REACHING FOR A COMMON GROUND

Paul Leventhal, President

Nuclear Control Institute

presented to

Fifth Annual International Policy Forum

On Management and Disposition of Nuclear Weapons Materials

Bethesda, Maryland

March 24, 1998

 

• Overview of Present Situation

-- No agreement with Russia in place.

-- No funding for MOX disposition in Russia.

-- Big regulatory hurdles for MOX disposition in the U.S.

-- No bureaucratic/industrial support for vitrification in Russia or U.S.

-- Outlook is for plutonium disposition going nowhere fast.

• MOX is Not in Interest of Nuclear Utilities in U.S. or Russia

-- Domenici and CSIS proposals are in the interest of vendors and laboratories, not utilities.

-- How many American nuclear utility executives are sorry today that the plutonium industry was killed off in the 1970s and 1980s?

-- Unwise for DOE and prospective utility participants in MOX program to assume the regulatory process for MOX licensing will be a simple one, or that there will be no significant hazards associated with introduction of MOX into existing U.S. commercial reactors.

-- MOX fuel adds costs and risks to utilities and stimulates public opposition to nuclear power.

-- Subsidies to utilities for using MOX will be insufficient to overcome these liabilities.

-- Vendors and laboratories will be hurt if MOX hastens the demise of nuclear power

                        (that is, kills the utility goose that lays the golden egg).

• Present Stalemate is Not in National Security Interest of U.S. or Russia

-- Disarmament is stalled: plutonium remains in pits.

-- "Loose-nukes" worries in Russia are aggravated.

-- If MOX fabrication begins but a bottleneck develops because of safety problems and prohibitive costs at Russian reactors, then the spent fuel standard could not be met in either nation (assuming MOX use must proceed in parallel)---and the risks of MOX processing would go unmitigated.

• Finding Common Ground

-- It is in the interest of U.S. and Russia, of nuclear proponents and opponents, to make some progress.

-- Conversion of pits into unclassified, intermediate form is non-controversial, inexpensive, technically feasible and neutral as to final disposition.

-- Also, vitrification of residues too costly to purify could proceed.

-- Given the number of warheads remaining, neither side would be disadvantaged strategically.

-- Thus, conversion of pits and vitrification of residues could even proceed unilaterally in absence of U.S.-Russian agreement; the other side will likely follow suit.

-- Safe and secure storage, IAEA safeguards, and bilateral verification, are clear benefits.

-- Disposal options then could be pursued in less politically charged, more economically realistic, context.

DATA EXTRACTS:
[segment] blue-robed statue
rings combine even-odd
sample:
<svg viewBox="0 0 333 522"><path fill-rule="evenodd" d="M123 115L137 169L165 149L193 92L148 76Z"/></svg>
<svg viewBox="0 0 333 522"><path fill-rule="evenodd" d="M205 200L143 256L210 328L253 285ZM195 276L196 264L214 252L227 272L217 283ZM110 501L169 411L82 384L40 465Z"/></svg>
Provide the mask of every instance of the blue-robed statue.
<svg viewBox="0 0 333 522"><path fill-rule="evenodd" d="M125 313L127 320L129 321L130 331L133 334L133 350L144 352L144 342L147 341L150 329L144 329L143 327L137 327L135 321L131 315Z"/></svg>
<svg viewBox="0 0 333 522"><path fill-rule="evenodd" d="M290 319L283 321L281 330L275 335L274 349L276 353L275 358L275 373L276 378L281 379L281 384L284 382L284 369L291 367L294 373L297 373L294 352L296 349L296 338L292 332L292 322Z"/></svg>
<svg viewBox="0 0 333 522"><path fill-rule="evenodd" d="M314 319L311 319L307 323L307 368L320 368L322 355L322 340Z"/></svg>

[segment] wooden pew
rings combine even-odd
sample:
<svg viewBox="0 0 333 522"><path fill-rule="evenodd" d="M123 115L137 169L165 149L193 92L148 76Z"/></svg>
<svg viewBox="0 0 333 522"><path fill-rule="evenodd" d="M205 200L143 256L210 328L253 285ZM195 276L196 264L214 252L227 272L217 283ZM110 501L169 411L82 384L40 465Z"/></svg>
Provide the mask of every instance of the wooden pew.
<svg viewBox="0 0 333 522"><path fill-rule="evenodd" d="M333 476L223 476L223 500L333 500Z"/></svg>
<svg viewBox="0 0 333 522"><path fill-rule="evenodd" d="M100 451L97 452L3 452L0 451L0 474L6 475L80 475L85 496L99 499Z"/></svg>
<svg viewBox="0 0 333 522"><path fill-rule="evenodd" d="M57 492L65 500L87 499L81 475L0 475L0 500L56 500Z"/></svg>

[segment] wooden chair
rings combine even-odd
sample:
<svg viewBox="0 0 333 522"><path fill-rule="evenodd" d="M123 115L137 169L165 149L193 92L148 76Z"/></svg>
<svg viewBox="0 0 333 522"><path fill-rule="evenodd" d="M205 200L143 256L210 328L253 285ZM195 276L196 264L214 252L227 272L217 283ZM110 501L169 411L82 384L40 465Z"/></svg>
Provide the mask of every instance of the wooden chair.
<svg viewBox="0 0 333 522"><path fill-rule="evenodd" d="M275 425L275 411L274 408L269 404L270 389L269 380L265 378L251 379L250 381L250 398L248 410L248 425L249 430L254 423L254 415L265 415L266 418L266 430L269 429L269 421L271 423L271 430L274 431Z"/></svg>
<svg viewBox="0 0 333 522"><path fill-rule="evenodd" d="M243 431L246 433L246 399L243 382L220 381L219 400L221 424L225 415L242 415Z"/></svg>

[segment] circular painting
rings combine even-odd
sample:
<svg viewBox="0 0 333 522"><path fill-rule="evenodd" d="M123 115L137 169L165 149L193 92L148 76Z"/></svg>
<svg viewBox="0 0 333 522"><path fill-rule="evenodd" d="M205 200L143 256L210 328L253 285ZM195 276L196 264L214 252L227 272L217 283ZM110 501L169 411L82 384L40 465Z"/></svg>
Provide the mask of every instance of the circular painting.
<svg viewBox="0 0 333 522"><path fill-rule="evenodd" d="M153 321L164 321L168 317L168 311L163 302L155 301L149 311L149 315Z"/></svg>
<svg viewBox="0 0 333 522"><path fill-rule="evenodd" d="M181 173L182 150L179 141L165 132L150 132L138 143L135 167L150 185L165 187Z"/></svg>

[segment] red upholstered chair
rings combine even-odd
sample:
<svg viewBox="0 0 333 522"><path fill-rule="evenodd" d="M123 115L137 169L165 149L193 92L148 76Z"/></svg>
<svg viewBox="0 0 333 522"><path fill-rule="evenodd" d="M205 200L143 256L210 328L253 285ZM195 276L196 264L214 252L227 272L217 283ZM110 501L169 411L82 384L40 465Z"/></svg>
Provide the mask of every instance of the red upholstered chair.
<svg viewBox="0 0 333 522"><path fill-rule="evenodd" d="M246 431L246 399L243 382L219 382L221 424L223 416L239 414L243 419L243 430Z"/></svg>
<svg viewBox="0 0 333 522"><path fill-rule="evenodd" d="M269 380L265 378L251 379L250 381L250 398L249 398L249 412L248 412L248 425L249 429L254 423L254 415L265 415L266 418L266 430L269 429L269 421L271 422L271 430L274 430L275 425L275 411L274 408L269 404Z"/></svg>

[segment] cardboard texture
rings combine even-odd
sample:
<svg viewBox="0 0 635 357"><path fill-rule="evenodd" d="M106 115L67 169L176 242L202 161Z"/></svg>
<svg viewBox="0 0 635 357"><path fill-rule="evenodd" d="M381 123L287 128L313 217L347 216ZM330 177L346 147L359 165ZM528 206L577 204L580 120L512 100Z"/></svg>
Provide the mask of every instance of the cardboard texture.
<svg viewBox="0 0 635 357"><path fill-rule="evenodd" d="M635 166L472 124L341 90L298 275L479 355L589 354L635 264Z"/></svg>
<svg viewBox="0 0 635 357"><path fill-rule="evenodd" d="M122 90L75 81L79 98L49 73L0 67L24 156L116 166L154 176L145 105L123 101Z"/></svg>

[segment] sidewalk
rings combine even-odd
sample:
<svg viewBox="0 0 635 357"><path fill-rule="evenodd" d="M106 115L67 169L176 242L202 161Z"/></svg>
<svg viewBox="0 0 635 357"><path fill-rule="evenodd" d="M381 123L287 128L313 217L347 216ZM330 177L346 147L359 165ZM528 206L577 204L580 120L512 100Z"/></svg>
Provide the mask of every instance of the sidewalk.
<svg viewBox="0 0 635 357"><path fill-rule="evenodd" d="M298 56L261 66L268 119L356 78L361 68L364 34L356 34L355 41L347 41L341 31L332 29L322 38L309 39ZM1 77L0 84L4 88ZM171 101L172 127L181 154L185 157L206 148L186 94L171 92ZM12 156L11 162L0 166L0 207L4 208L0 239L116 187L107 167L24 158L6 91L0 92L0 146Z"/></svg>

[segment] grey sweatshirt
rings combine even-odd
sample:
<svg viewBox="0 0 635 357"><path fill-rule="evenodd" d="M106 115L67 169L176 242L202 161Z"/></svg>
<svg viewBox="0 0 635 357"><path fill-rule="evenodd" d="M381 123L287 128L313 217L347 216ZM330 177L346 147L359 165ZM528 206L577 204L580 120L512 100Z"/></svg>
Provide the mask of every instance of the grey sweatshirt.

HOW TO COMPLETE THIS TASK: Copy the passage of the plutonium disposition talk from "-- It is in" up to and including "purify could proceed.", word for word.

EXPECTED ANSWER:
-- It is in the interest of U.S. and Russia, of nuclear proponents and opponents, to make some progress.

-- Conversion of pits into unclassified, intermediate form is non-controversial, inexpensive, technically feasible and neutral as to final disposition.

-- Also, vitrification of residues too costly to purify could proceed.